*Exercise prompt*:
How many lines in the data below contain the word "suit"? Reply with the number alone.

*Records shown*:
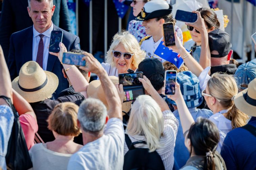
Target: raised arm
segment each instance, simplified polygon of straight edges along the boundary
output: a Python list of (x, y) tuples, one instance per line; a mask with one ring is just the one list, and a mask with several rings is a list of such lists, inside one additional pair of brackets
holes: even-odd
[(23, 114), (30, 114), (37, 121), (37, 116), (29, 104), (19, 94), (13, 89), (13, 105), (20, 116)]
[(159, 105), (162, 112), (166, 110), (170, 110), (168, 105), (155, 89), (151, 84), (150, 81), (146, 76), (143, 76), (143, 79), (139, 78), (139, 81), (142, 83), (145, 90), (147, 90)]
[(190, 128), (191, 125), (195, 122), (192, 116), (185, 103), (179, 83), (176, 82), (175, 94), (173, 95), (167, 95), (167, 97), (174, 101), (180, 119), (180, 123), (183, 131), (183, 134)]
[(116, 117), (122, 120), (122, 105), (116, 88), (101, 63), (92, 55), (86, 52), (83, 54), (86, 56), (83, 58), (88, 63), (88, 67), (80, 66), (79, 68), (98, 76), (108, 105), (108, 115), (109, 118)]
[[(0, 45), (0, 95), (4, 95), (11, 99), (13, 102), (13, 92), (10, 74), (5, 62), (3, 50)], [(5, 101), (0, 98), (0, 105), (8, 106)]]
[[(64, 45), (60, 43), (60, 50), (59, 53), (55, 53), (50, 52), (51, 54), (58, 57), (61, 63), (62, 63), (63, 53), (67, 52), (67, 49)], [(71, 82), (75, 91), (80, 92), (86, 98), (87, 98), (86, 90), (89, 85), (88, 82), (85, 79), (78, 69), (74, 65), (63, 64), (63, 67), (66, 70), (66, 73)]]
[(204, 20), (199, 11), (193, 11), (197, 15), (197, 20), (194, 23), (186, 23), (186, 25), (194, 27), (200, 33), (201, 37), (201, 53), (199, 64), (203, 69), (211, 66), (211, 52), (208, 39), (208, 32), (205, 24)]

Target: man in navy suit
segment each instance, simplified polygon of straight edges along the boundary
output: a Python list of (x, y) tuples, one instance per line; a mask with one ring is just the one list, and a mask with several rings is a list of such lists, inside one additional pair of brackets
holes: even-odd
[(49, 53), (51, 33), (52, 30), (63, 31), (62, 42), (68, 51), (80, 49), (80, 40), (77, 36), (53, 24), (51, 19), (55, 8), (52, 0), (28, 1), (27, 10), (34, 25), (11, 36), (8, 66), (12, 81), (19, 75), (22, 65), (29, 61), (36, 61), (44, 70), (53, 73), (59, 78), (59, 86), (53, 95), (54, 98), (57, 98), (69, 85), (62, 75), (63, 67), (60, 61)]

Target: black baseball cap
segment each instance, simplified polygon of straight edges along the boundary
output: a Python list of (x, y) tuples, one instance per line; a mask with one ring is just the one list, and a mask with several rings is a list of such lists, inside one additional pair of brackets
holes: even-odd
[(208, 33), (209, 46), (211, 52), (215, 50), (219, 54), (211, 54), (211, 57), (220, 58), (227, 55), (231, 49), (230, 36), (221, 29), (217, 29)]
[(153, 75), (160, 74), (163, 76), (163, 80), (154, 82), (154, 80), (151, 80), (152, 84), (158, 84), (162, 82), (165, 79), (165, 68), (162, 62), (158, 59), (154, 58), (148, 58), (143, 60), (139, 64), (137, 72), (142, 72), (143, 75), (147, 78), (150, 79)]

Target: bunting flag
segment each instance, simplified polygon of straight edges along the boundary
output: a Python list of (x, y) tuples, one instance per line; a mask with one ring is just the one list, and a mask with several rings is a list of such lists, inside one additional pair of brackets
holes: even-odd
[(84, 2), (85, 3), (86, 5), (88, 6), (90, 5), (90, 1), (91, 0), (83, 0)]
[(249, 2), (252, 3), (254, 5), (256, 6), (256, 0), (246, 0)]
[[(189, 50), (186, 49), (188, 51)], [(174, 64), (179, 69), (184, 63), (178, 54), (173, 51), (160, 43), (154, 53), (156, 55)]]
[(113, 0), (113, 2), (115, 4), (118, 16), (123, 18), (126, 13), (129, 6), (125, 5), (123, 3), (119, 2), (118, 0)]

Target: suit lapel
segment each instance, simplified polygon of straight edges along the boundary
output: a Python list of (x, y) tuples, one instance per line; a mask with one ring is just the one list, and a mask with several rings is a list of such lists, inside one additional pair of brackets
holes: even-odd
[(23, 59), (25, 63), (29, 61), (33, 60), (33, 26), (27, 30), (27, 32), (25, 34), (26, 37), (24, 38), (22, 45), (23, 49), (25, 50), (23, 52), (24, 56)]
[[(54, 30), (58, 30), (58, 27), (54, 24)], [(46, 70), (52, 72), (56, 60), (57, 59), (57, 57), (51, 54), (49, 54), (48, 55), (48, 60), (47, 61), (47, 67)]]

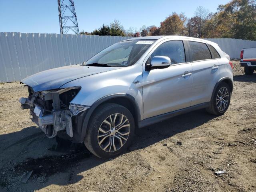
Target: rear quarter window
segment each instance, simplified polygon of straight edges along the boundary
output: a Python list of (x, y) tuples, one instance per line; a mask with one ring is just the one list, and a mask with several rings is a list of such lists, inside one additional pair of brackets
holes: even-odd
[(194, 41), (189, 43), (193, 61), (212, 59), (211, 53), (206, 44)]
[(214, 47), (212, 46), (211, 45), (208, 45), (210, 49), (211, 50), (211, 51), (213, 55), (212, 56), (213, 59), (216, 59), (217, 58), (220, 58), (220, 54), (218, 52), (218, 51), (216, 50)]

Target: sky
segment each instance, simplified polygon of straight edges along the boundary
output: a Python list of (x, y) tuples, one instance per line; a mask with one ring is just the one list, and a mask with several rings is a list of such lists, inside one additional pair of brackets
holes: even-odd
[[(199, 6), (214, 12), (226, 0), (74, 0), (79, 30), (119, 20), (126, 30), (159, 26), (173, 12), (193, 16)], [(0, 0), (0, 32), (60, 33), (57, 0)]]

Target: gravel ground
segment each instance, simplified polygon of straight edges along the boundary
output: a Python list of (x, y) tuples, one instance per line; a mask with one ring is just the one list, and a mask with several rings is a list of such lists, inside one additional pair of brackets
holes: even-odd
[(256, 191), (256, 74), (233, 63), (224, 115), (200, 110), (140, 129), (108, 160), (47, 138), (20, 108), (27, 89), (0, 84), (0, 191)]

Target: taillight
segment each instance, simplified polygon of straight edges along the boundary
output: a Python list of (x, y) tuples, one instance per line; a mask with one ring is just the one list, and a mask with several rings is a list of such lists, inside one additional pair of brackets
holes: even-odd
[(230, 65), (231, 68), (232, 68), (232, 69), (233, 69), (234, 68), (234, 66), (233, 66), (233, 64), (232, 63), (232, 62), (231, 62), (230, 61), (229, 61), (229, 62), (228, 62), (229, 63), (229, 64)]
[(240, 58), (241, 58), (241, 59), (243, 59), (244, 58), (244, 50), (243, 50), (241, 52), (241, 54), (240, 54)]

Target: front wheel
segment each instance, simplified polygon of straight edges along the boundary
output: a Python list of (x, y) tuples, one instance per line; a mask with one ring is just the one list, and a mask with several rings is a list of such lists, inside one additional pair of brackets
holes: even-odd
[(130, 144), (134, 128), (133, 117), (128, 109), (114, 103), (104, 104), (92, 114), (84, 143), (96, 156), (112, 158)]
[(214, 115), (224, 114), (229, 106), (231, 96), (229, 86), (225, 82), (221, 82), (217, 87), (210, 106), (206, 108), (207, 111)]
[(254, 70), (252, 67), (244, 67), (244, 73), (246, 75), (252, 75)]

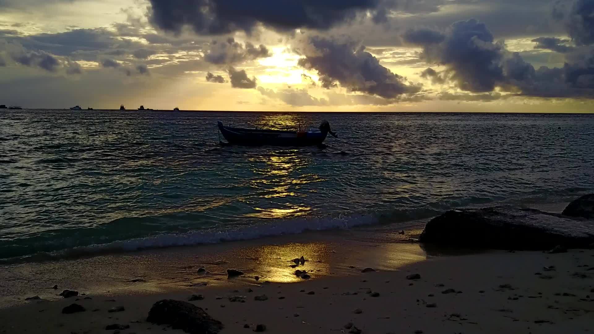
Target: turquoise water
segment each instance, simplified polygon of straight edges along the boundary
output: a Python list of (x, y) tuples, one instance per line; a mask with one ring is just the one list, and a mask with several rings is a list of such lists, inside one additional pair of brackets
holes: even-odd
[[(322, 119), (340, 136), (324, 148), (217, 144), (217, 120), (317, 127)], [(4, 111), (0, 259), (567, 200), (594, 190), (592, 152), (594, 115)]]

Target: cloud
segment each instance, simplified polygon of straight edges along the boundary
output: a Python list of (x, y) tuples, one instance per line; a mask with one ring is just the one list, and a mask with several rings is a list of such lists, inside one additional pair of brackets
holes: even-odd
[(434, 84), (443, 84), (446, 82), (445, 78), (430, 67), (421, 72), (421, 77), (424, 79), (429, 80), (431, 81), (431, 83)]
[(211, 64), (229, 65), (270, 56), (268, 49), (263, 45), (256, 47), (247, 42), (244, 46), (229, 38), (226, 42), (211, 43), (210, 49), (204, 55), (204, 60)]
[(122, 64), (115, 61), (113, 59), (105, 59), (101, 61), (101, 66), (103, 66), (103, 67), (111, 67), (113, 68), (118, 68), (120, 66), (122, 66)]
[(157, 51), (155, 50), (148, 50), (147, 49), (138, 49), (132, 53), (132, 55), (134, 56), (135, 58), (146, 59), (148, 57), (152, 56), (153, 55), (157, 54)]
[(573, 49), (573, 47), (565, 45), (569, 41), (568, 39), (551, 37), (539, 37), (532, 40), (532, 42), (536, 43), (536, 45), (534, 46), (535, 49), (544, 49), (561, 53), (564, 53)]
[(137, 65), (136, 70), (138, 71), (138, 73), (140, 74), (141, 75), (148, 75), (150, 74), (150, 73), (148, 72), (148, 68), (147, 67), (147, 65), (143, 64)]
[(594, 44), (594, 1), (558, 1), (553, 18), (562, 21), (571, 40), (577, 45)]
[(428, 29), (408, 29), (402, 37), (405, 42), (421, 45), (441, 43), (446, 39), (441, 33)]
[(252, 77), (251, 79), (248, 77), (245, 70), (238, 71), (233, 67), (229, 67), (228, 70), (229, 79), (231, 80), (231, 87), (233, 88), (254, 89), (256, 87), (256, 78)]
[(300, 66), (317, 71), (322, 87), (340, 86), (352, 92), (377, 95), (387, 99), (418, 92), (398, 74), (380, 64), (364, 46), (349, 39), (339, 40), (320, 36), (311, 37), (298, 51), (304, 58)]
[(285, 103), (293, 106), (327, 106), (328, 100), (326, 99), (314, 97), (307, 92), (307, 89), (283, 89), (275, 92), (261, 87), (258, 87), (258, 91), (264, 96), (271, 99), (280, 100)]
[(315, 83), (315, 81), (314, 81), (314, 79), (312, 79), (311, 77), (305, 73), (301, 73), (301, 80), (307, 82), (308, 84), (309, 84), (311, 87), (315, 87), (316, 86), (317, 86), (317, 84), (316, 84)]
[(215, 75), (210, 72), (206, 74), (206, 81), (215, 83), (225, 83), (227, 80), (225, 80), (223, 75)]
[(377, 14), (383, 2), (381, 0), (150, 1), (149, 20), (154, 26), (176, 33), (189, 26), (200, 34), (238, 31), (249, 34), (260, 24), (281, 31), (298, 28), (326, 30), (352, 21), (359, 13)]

* * *

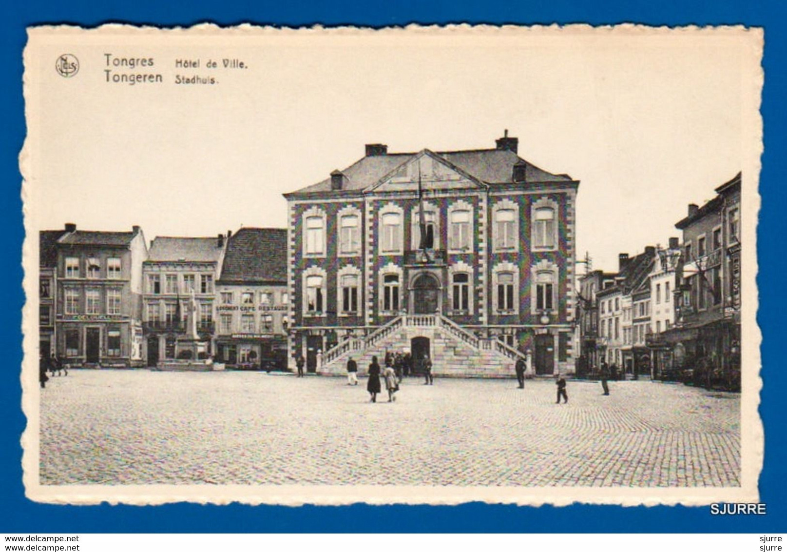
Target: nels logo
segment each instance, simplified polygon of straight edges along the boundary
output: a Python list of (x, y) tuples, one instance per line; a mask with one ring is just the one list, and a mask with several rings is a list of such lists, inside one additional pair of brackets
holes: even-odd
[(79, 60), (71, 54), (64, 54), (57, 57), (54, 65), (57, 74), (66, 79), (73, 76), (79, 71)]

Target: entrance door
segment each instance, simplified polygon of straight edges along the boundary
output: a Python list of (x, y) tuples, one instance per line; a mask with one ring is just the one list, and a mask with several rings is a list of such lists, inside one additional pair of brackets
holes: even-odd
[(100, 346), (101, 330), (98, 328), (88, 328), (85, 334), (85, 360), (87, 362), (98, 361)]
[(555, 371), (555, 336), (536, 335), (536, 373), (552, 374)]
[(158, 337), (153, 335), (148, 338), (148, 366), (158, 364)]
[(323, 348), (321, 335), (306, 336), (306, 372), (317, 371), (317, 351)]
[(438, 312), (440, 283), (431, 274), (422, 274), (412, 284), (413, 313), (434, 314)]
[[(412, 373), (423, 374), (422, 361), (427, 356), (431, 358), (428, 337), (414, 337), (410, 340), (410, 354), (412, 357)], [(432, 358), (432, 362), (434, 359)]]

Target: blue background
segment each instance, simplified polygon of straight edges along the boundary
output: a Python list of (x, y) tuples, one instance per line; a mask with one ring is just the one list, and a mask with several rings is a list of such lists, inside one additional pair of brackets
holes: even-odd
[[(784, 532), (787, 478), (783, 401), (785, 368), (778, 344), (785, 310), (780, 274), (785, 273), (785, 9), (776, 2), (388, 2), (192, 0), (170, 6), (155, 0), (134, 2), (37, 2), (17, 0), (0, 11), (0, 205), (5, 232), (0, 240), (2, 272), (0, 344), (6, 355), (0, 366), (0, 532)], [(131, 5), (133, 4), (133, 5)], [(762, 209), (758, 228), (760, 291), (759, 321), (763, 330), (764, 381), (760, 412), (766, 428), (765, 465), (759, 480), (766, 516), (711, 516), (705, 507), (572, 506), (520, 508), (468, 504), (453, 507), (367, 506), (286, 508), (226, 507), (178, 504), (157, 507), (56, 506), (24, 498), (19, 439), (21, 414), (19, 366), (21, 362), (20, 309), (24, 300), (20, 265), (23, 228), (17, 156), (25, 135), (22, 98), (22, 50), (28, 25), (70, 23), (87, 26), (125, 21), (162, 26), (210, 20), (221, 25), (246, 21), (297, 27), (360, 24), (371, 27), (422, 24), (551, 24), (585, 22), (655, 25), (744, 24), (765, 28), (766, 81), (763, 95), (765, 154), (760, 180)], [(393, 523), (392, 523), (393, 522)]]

---

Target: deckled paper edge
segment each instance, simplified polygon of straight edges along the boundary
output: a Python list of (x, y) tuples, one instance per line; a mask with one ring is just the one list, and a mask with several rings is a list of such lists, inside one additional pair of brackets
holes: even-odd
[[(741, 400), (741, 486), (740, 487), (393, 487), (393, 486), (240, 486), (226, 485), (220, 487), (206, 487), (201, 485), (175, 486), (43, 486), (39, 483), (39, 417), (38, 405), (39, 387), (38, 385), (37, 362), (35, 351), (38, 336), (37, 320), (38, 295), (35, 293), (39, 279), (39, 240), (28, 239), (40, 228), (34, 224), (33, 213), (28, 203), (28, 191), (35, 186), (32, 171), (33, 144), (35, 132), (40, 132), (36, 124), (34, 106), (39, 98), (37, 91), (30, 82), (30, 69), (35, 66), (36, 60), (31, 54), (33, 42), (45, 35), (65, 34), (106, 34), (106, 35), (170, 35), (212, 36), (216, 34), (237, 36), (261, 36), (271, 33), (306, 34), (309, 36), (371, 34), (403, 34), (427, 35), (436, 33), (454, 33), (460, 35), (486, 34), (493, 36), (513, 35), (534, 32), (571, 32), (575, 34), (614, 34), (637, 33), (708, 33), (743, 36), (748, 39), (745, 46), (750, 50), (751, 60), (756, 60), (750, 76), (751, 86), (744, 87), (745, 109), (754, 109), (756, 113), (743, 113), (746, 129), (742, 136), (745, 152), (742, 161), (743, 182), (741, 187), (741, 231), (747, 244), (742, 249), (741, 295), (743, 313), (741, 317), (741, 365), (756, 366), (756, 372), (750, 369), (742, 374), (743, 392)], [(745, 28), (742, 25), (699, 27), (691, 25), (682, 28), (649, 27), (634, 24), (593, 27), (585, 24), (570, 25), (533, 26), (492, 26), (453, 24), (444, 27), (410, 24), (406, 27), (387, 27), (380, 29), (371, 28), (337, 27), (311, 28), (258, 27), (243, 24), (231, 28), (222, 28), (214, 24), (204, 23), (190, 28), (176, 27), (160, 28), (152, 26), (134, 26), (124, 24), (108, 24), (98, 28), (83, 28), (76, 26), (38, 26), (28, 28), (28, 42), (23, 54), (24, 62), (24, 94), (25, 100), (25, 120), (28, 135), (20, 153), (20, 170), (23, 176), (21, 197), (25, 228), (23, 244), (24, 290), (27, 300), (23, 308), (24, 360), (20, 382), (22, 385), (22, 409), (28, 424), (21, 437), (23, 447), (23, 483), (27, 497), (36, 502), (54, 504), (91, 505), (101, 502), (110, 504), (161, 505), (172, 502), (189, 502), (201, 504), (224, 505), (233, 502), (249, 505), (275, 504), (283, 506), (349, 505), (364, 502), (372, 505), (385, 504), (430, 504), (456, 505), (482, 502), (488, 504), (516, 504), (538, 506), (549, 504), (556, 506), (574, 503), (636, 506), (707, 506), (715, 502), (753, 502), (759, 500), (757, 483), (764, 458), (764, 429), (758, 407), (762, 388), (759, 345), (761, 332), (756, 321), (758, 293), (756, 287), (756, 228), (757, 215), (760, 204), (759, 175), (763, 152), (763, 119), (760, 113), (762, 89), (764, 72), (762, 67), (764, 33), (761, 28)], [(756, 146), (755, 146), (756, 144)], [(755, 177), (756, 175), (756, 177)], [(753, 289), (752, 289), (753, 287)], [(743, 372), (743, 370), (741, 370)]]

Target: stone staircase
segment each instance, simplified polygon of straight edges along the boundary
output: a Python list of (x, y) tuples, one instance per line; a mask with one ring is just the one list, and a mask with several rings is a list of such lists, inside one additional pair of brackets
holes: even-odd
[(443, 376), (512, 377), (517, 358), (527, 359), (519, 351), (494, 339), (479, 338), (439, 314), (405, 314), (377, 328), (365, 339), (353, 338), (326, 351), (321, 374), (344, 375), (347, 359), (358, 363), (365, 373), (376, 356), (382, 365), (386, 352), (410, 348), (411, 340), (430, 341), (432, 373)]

*Solution*:
2